··· Record set
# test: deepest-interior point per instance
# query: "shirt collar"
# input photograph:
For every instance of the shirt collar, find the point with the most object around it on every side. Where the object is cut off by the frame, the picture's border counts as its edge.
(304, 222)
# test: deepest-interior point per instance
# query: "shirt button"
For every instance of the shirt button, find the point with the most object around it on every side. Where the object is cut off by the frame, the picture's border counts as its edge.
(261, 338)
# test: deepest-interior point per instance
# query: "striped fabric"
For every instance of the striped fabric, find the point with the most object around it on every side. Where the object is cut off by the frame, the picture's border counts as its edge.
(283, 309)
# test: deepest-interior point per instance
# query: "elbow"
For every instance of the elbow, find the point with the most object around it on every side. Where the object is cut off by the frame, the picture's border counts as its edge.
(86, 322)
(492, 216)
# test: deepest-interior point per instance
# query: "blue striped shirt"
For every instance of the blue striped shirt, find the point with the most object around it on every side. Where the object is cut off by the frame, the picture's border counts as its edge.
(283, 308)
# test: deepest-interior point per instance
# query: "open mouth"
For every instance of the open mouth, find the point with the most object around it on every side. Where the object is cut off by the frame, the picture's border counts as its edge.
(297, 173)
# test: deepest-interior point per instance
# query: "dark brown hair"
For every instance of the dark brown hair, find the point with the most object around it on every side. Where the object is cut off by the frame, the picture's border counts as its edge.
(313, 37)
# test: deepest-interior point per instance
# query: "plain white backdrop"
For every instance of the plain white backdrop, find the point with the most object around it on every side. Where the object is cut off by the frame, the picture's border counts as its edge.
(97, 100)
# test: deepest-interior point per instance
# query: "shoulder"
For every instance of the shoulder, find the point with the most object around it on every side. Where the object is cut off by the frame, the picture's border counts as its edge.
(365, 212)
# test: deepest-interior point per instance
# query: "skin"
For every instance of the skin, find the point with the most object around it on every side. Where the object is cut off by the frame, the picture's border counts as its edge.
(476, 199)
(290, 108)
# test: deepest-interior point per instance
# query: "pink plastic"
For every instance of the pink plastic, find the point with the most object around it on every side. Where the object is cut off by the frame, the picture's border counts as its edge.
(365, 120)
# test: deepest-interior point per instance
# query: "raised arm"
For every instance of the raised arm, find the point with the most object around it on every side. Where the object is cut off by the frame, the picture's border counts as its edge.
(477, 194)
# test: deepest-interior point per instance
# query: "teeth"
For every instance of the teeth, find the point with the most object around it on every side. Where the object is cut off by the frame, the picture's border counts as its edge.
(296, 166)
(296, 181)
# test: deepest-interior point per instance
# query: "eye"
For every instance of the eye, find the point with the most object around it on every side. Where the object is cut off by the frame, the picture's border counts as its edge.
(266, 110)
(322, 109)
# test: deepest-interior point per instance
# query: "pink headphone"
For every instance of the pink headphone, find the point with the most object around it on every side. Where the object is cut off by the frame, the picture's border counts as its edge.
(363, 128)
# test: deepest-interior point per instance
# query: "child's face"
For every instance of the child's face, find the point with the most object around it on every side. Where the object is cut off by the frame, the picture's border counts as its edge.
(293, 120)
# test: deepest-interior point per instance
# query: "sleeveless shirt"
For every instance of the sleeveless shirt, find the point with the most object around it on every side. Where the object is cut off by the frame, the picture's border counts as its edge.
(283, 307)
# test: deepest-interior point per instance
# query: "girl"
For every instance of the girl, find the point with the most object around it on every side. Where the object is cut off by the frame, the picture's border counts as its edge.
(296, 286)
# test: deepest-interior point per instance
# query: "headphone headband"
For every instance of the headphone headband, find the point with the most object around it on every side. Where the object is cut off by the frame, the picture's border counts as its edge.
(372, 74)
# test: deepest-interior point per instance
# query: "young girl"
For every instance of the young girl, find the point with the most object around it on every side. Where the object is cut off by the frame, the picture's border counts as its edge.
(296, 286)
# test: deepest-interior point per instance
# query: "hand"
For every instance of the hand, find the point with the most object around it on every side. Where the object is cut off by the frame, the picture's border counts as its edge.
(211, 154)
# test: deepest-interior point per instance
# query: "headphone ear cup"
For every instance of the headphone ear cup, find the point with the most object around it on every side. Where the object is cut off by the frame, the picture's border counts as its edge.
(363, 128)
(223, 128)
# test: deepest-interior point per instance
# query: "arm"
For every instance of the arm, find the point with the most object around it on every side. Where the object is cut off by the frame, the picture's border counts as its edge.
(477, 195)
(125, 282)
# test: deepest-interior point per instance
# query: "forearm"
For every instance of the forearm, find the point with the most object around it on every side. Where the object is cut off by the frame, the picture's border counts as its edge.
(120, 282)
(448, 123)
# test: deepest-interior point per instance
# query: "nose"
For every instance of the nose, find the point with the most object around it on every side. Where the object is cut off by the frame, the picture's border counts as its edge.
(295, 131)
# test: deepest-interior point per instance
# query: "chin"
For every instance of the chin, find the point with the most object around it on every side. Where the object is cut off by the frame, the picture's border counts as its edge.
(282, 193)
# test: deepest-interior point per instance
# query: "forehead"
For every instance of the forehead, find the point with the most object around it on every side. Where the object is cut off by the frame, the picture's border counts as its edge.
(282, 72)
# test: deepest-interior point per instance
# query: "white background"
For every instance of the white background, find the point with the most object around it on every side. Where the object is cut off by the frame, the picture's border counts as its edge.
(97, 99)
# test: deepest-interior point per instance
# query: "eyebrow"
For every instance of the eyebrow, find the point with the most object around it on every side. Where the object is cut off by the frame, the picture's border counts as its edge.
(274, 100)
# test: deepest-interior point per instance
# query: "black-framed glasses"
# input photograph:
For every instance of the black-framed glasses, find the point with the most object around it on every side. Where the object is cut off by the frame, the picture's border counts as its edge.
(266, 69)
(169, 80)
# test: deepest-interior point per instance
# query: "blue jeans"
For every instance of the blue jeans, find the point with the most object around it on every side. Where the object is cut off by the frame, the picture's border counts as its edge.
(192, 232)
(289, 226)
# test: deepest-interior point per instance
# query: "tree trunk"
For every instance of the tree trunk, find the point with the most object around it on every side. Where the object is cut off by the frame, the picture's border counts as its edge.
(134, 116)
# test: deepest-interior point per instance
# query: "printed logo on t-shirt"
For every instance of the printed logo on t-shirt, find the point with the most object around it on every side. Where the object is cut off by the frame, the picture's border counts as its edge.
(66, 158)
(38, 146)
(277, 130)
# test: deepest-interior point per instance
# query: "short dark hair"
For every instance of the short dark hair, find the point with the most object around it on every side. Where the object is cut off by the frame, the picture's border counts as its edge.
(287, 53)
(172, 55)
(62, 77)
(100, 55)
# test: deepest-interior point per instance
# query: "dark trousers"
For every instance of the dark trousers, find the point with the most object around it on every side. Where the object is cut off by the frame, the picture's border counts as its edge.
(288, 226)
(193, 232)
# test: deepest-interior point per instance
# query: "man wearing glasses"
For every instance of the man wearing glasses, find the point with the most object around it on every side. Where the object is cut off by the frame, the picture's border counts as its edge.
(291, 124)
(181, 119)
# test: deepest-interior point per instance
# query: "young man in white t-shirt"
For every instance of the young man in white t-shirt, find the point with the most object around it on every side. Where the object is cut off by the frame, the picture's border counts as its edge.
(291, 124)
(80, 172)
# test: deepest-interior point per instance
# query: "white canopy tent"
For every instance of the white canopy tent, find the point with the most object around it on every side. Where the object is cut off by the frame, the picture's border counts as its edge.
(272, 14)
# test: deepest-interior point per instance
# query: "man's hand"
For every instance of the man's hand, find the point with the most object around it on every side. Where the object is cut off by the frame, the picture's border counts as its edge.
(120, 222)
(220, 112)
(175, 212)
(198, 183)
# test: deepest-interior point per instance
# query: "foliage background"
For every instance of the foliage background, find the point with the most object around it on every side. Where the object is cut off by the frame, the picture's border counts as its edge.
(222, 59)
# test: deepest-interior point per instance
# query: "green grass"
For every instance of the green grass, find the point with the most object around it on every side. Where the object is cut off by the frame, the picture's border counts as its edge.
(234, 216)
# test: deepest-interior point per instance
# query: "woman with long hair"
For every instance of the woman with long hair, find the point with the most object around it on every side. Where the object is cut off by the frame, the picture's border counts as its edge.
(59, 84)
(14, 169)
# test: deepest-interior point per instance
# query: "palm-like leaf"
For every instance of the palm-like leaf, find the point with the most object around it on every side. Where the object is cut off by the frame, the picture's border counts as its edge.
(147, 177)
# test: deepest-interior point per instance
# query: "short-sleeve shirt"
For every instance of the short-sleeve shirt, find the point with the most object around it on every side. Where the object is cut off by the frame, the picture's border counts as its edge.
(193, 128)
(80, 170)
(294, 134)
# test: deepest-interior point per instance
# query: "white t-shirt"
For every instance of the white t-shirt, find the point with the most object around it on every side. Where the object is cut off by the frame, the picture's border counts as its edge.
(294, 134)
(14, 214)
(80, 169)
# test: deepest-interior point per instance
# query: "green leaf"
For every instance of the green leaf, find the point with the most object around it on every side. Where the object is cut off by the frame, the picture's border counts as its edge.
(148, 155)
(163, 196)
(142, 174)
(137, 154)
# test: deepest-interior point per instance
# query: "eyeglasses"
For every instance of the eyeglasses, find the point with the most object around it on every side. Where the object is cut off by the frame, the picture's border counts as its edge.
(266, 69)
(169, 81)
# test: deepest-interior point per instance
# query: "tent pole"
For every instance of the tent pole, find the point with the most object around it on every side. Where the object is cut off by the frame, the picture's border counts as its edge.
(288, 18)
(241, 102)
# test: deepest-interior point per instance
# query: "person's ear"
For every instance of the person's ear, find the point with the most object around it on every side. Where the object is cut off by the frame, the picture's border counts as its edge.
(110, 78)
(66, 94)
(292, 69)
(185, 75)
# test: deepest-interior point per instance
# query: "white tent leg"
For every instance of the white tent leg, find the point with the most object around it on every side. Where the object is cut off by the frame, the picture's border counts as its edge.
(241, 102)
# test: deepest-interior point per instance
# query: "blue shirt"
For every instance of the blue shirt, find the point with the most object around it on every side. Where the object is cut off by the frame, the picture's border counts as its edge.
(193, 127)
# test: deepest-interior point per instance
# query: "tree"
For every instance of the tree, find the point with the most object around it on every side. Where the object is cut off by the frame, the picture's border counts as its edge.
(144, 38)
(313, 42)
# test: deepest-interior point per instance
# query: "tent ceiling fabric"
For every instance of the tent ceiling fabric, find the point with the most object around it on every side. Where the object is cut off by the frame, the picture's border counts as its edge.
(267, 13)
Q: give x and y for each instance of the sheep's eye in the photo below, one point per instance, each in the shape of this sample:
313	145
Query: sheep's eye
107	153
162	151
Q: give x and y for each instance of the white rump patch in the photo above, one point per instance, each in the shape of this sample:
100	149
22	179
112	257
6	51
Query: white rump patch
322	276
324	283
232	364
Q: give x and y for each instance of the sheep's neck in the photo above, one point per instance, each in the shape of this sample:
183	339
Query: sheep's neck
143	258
······
### Exercise
In the records, how many lines have the word "give" in them? Only the number is needed.

### Task output
3